→ **Provided records**
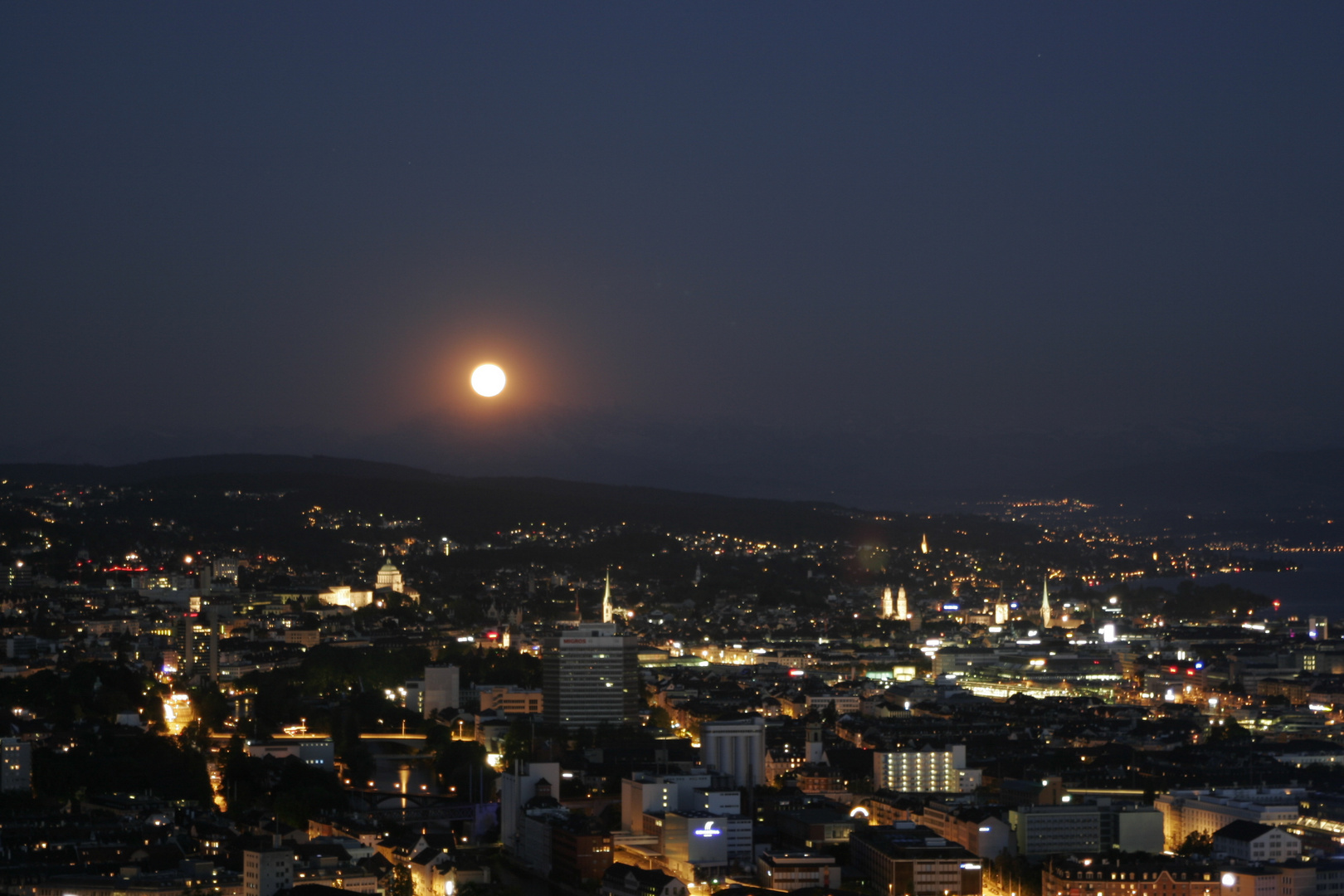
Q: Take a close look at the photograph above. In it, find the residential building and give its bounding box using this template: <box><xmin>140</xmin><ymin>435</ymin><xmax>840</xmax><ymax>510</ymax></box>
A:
<box><xmin>1214</xmin><ymin>821</ymin><xmax>1303</xmax><ymax>863</ymax></box>
<box><xmin>872</xmin><ymin>744</ymin><xmax>981</xmax><ymax>794</ymax></box>
<box><xmin>423</xmin><ymin>665</ymin><xmax>460</xmax><ymax>718</ymax></box>
<box><xmin>757</xmin><ymin>852</ymin><xmax>840</xmax><ymax>891</ymax></box>
<box><xmin>600</xmin><ymin>863</ymin><xmax>691</xmax><ymax>896</ymax></box>
<box><xmin>1153</xmin><ymin>787</ymin><xmax>1307</xmax><ymax>850</ymax></box>
<box><xmin>850</xmin><ymin>822</ymin><xmax>981</xmax><ymax>896</ymax></box>
<box><xmin>0</xmin><ymin>738</ymin><xmax>32</xmax><ymax>794</ymax></box>
<box><xmin>1040</xmin><ymin>857</ymin><xmax>1229</xmax><ymax>896</ymax></box>
<box><xmin>911</xmin><ymin>802</ymin><xmax>1017</xmax><ymax>859</ymax></box>
<box><xmin>551</xmin><ymin>816</ymin><xmax>611</xmax><ymax>881</ymax></box>
<box><xmin>243</xmin><ymin>837</ymin><xmax>295</xmax><ymax>896</ymax></box>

→ **What the task asks**
Please pull out every line of the listing above that contains the word "Take", treating uppercase and lowercase as different.

→ **The output**
Q: Take a close look at the photograph above. In it, find the residential building and give its bounding box using this template: <box><xmin>140</xmin><ymin>435</ymin><xmax>840</xmax><ymax>510</ymax></box>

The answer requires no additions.